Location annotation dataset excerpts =
######
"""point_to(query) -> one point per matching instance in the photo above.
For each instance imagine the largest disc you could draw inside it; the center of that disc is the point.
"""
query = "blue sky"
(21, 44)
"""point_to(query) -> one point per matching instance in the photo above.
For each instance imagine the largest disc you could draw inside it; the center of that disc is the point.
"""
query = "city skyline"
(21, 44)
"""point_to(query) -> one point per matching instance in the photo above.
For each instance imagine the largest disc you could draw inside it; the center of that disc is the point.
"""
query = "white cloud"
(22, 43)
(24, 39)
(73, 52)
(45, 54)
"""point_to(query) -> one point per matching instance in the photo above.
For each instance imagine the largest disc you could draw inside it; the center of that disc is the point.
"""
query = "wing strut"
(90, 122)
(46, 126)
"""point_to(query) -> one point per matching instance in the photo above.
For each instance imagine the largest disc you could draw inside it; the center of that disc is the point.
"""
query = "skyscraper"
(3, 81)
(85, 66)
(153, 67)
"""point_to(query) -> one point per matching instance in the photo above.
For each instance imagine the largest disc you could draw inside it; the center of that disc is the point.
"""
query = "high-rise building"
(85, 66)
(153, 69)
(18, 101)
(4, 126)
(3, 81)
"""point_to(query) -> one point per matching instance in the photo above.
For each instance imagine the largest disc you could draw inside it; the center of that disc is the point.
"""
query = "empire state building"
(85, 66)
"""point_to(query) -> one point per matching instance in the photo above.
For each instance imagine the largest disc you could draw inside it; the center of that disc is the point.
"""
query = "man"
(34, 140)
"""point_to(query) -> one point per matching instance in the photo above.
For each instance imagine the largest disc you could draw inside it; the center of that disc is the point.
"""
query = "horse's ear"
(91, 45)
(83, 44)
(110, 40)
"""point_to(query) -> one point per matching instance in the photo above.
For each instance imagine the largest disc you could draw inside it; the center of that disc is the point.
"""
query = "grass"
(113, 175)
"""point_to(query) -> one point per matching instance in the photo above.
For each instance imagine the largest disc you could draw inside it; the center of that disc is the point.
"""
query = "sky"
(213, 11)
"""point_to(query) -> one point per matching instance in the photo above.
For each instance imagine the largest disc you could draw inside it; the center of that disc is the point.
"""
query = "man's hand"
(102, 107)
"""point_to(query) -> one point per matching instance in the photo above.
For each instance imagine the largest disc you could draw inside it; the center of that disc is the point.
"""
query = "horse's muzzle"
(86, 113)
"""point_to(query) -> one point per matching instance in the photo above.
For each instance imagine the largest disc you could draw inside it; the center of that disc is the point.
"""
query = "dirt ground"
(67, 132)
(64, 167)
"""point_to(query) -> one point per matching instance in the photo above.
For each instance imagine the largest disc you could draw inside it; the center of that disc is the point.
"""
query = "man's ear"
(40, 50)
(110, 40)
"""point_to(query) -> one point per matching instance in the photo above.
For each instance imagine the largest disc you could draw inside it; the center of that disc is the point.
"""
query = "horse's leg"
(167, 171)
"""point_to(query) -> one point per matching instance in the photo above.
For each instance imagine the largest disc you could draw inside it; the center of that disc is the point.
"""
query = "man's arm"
######
Task details = Write every entry out again exactly.

Response to the task =
"""point_to(query) -> one point per matching instance in the photo above.
For each instance imagine the largest disc you could draw inside it; the center of that disc is the point.
"""
query = "blue sky"
(21, 44)
"""point_to(query) -> one point per matching instance in the photo above.
For each instance imagine the largest disc you could draw inside it; the center of that disc is the point.
"""
query = "city skyline"
(21, 44)
"""point_to(query) -> one point per matching instance in the photo above.
For each instance imagine the largest disc you could draw inside it; the center of that disc is the point.
"""
query = "white cloud"
(22, 43)
(24, 39)
(73, 52)
(45, 54)
"""point_to(query) -> one point per matching instance in the photo above.
For each instance imagine the largest disc you could draw inside it; the center of that disc is the point.
"""
query = "wing strut"
(90, 122)
(46, 126)
"""point_to(query) -> one point per matching instance in the photo above.
For each instance imagine the largest disc you could draw inside it; the center of that disc is the point.
"""
query = "skyscraper"
(3, 81)
(85, 66)
(153, 67)
"""point_to(query) -> one point per matching instance in the photo above.
For each instance imagine the largest disc you could draw inside it; the center of that disc is the point.
"""
query = "high-rise building"
(85, 66)
(153, 69)
(18, 101)
(4, 126)
(3, 81)
"""point_to(query) -> one point per matching instance in the photo above.
For each instance imagine the largest disc you could draw inside it; the center of that disc is the point.
"""
query = "empire state building"
(85, 66)
"""point_to(query) -> one point per matching instance in the photo above.
For each instance imagine the largest disc you could draw inside it; the center of that disc is the point.
"""
query = "man"
(34, 140)
"""point_to(query) -> one point per matching instance in the photo above.
For each instance imagine the largest disc you could draw inside it; the center of that disc is the point.
"""
query = "horse's ear"
(91, 45)
(83, 44)
(110, 40)
"""point_to(query) -> one point per matching instance in the photo above.
For each instance imagine the largest disc you could draw inside it; the center of that disc is the point.
"""
query = "grass"
(113, 175)
"""point_to(query) -> one point per matching instance in the photo above.
For each instance imagine the largest disc you could draw inside it; the center of that disc is the point.
"""
query = "sky"
(213, 11)
"""point_to(query) -> one point per matching instance in the photo above.
For each instance imagine the largest disc you could draw inside it; the center of that disc is the point.
"""
query = "man's hand"
(102, 107)
"""point_to(query) -> one point per matching instance in the photo above.
For each instance imagine the largest disc you could draw inside it; the center of that disc is the point.
"""
query = "horse's muzzle"
(86, 113)
"""point_to(query) -> one point per matching instance in the photo above.
For each instance imagine the largest disc you could draw inside it; the center of that disc is the point.
"""
query = "dirt ground"
(67, 132)
(64, 167)
"""point_to(query) -> one point per matching instance in the photo above.
For each instance imagine the largest disc you could draw inside it; the center of that disc is the point.
"""
query = "man's ear"
(40, 50)
(110, 40)
"""point_to(query) -> one point per matching instance in the photo above.
For each instance imagine the largest disc you could draw inside it; the center of that disc is the point.
"""
query = "horse's leg"
(167, 171)
"""point_to(query) -> one point per matching instance in the photo above.
For each instance imagine the largest disc you could draw inside it; the center of that disc is the point.
"""
query = "man's arm"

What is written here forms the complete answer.